- [SET TASK]: Pull out every line in the records that contains the word "with". Capitalization must match.

- [DATA LINES]:
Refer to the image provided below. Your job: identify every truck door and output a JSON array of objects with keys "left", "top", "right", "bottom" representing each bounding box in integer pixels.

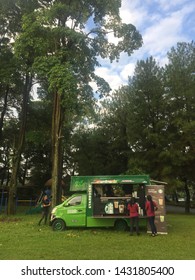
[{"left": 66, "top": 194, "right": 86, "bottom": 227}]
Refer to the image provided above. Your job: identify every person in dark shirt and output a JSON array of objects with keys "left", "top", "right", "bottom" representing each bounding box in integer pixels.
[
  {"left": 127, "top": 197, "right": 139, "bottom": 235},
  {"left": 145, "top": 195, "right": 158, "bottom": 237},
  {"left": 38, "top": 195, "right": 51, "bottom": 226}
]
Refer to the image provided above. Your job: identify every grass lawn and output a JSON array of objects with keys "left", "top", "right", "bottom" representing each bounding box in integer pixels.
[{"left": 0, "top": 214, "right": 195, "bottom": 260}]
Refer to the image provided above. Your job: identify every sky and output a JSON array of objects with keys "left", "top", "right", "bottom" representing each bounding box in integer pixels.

* * *

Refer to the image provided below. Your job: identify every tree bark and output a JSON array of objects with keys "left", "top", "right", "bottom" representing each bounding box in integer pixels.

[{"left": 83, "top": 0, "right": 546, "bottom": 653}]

- [RESPONSE TO THIS EXERCISE]:
Refer to the image provided below. Your job: identify every truck door and output a JSON array of objects with keys "left", "top", "right", "bottom" representing each bounding box in integer pixels.
Refer to the image provided above. Your job: identify every person in dark shirt and output a JSON array of objects with keys "left", "top", "right", "bottom" representing each bounding box in integer pixels.
Refer to the image provided above. Your job: identify every grass lawn and output a JSON array of objects with keys "left", "top", "right", "bottom" representing each bounding box in integer pixels.
Refer to the image provided above. Your job: identify every sky and output a JSON array of objects with keys "left", "top", "right", "bottom" representing each bounding box in integer pixels.
Refer to the image provided below. Your job: identify every tree bark and output a JSON array of objects with keys "left", "top", "right", "bottom" representing each bounding box in integer pixels.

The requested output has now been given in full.